(Position annotation lines)
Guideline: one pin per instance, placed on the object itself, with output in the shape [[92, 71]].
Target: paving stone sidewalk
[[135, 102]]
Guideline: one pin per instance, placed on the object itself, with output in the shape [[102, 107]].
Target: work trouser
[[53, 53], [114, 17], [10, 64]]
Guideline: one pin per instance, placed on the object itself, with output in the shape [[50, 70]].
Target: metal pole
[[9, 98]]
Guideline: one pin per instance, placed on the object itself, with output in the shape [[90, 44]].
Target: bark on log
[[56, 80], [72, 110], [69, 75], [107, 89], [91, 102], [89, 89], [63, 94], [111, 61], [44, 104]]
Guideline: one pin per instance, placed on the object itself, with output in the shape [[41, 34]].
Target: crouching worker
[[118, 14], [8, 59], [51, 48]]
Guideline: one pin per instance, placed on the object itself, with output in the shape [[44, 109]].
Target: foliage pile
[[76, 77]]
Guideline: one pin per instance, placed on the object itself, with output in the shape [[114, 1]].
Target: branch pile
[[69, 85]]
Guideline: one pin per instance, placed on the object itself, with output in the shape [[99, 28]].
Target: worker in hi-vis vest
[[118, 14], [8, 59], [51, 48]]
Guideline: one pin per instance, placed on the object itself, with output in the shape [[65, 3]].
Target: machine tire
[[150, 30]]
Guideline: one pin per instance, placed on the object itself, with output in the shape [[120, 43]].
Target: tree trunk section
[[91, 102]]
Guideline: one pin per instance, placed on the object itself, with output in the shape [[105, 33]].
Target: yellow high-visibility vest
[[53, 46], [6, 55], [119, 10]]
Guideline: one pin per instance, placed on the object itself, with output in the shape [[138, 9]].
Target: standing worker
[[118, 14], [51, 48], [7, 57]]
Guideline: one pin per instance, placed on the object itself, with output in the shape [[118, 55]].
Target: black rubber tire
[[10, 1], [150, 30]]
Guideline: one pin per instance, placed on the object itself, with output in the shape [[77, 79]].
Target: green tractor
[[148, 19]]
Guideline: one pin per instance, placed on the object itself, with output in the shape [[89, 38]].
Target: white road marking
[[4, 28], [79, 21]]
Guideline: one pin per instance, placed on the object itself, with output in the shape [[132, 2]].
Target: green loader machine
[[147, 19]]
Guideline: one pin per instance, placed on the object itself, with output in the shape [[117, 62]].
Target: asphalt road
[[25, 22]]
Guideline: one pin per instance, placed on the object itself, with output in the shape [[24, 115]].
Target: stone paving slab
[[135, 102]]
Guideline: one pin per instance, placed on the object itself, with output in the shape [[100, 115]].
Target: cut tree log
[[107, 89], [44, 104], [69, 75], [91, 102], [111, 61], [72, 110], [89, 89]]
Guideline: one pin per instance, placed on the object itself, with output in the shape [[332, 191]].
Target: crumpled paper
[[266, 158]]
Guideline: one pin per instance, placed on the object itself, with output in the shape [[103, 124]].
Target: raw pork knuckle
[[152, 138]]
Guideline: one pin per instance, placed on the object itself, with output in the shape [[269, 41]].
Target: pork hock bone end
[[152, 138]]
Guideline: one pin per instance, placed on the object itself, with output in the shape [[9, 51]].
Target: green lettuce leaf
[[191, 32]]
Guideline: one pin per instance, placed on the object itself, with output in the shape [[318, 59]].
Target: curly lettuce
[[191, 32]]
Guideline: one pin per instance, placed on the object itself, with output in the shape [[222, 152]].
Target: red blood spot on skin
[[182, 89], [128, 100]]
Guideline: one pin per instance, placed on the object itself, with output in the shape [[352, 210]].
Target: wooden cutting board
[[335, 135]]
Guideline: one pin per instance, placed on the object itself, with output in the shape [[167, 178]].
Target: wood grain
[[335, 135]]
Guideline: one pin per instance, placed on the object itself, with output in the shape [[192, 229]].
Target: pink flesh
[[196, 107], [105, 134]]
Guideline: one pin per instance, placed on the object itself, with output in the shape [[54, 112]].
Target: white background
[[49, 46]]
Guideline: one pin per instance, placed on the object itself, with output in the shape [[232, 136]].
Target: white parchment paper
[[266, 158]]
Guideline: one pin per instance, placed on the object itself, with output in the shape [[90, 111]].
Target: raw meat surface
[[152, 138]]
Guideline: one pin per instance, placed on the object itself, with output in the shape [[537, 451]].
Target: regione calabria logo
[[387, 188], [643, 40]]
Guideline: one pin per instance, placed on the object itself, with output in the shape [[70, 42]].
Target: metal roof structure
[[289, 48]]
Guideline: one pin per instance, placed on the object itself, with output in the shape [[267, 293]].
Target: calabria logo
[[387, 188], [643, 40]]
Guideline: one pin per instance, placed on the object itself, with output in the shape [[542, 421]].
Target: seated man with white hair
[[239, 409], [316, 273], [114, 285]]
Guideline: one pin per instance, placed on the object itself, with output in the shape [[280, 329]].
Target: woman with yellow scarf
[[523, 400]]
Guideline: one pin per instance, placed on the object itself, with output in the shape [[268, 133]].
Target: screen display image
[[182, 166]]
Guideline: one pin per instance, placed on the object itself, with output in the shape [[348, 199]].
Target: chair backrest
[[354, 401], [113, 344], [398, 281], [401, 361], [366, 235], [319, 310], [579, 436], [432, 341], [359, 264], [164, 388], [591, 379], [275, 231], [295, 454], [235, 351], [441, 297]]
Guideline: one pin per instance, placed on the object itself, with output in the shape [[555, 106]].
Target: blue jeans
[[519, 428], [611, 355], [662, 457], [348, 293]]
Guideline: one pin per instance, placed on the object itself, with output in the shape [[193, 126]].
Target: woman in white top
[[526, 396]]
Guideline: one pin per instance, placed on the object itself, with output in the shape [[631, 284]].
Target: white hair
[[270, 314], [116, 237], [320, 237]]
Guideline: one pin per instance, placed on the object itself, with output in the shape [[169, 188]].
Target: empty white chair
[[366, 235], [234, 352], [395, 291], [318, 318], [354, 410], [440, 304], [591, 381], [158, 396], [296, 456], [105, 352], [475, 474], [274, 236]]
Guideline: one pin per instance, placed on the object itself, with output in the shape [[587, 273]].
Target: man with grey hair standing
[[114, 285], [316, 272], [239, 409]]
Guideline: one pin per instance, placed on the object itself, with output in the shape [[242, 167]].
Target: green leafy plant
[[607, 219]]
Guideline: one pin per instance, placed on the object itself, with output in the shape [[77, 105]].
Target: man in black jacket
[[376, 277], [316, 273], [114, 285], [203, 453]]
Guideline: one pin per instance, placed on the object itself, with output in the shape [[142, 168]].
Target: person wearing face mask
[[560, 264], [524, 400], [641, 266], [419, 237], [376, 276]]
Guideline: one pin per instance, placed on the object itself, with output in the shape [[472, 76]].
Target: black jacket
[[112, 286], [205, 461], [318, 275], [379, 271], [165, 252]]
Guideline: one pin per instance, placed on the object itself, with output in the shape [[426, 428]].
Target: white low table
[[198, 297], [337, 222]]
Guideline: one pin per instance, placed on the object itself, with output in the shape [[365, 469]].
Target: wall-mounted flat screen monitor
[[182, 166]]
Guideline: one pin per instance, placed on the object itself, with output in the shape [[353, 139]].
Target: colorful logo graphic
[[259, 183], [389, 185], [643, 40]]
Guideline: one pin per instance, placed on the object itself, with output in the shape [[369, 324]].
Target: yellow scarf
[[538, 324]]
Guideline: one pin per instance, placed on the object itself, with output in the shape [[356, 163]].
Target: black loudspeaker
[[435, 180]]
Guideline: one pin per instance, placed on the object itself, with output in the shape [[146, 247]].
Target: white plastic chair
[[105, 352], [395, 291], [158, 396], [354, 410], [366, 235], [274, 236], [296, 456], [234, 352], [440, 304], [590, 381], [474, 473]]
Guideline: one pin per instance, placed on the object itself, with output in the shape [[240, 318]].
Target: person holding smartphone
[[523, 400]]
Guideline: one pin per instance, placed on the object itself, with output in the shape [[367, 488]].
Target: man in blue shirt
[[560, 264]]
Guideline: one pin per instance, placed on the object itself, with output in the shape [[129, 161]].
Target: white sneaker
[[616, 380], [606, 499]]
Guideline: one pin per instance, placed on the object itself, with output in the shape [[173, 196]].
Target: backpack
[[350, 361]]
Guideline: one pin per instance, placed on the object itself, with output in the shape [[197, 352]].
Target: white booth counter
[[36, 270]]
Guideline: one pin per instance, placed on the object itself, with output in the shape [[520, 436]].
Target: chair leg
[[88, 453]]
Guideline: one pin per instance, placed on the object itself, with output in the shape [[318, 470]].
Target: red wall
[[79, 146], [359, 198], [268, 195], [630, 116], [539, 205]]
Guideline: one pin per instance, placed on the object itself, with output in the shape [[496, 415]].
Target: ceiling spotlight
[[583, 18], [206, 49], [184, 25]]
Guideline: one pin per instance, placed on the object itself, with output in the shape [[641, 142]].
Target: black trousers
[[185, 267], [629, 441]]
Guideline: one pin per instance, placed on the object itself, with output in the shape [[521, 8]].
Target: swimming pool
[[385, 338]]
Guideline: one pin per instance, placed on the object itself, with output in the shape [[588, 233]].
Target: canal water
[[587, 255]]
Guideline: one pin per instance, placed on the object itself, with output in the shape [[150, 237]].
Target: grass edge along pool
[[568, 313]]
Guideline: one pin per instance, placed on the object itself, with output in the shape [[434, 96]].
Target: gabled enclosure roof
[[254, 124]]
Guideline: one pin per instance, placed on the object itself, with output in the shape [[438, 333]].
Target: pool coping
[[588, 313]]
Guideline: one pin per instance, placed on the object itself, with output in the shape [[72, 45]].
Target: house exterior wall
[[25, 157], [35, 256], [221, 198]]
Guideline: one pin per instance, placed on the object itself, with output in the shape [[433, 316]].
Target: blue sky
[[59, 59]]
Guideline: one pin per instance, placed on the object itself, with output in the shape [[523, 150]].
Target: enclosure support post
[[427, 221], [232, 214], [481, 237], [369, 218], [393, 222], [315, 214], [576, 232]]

**TASK DIRECTIONS**
Present everything from the line containing "shape [[77, 105]]." down to the line containing "[[560, 264], [524, 400], [641, 266], [419, 237], [376, 276]]" as a two-column CSV with the headers "request" and "answer", one row per request and its answer, each in a single quoted field with line breaks replaced by spaces.

**OUTPUT OF THE TASK**
request,answer
"Guideline: one pin per instance, placed on the object itself, with output in the shape [[77, 105]]. Target: man in black jacket","[[376, 277], [316, 273], [114, 285], [203, 453]]"
"Guideline: one pin per instance, placed on the object itself, with output in the shape [[142, 168]]. Target: person wearing face mask","[[560, 264], [524, 400], [641, 266], [419, 237], [376, 276]]"